• Items

++++++++

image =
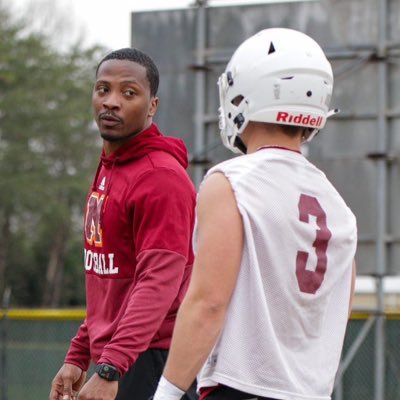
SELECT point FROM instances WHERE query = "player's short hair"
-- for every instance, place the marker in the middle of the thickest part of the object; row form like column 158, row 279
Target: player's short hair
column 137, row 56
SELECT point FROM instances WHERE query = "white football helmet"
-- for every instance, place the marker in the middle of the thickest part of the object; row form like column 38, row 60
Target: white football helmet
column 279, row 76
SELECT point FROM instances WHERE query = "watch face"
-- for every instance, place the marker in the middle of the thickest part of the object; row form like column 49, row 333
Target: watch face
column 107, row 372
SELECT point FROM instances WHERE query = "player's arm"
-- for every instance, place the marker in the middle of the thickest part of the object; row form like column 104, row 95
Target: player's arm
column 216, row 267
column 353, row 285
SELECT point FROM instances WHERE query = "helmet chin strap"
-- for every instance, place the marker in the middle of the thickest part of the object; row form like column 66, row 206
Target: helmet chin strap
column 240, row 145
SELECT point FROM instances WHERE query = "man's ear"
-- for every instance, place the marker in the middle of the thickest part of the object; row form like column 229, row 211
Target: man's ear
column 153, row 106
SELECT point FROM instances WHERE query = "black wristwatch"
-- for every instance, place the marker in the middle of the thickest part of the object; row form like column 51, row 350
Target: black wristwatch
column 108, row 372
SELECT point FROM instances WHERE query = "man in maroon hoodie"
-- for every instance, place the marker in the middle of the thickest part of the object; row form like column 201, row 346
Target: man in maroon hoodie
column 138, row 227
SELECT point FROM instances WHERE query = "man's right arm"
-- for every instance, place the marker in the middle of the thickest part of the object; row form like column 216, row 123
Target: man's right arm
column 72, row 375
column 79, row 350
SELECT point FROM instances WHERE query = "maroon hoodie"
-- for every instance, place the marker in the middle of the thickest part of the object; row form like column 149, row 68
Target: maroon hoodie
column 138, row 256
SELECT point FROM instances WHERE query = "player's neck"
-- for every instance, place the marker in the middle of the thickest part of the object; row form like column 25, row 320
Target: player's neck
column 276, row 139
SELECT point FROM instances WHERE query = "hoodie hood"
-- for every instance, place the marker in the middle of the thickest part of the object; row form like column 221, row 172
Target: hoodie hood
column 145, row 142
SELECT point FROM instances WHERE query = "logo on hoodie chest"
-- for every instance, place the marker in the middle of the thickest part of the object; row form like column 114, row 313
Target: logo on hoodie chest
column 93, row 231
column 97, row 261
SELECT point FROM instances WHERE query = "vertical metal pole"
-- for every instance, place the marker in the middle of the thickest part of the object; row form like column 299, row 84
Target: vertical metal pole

++++++++

Every entry should be returned exactly as written, minus the pictures.

image =
SELECT point FROM instances WHERE query = "player's short hair"
-- for every instance, place the marker in the middle of the thickest part of the object; row form like column 158, row 279
Target: player's short hair
column 137, row 56
SELECT point FROM instances WHERE query = "white football helmet"
-- for every instance, place the marker in the middle of the thickest part of the object; row form like column 38, row 60
Target: white football helmet
column 279, row 76
SELECT point FROM instances WHERE query = "watch face"
-- for every instance, place the marker in the middle of the thickest part of the object; row form like column 49, row 333
Target: watch face
column 107, row 372
SELECT point FROM instances WHERE query = "player's arm"
-- for every instance, place the marker in the middle of the thickest part of the object; row form like column 104, row 95
Target: player's arm
column 216, row 267
column 353, row 285
SELECT point FROM instances WHERE query = "helmet chin strap"
-- for every instance, place the marker in the middle of the thickest part of the object; row form like column 66, row 206
Target: helmet chin strap
column 240, row 145
SELECT point FROM instances WHERE query = "man's ear"
-- for every instance, place the marker in the middle of the thickest part of the object; row form like column 229, row 211
Target: man's ear
column 153, row 106
SELECT point FROM instances WHERE query = "black wristwatch"
-- for every instance, place the marker in the middle of the thickest part of the object; row form like column 51, row 350
Target: black wristwatch
column 108, row 372
SELECT point FROM instances WHERE query = "man in maroon hoodie"
-- for every instance, place the marker in the middle of the thickest part of the object; row form like column 201, row 346
Target: man in maroon hoodie
column 138, row 227
SELECT point FROM instances WHERE query = "man's right arm"
-- for every instance, place the marker in the middle of the thickest part of the object; row form like column 216, row 123
Target: man's right arm
column 72, row 375
column 79, row 350
SELECT point FROM instances WHERE query = "maroon hoodie"
-- for every instance, place the marker in the middle of the thickest part of the object; row form like column 149, row 68
Target: maroon hoodie
column 138, row 256
SELECT point FROM instances WHERE query = "player's neck"
-- for every instance, place the marker in the middle of the thickest part of the object; row form like column 25, row 320
Target: player's neck
column 276, row 139
SELECT point FROM instances WHERE query = "hoodie hood"
-- for every instance, place the marker in the middle of the thickest part of the object; row form like column 221, row 172
Target: hoodie hood
column 145, row 142
SELECT point FROM instances WHERE query = "logo on hoodie chest"
-- for every instance, place the marker in the middle of the thickest part of the object; row form like column 114, row 313
Target: logo on hoodie chest
column 93, row 231
column 97, row 261
SELECT point FROM instances WHERE query = "vertical metal pole"
-- for every instance, place the marker in the middle of the thickest part of the object; row form like column 299, row 84
Target: vertical metal pole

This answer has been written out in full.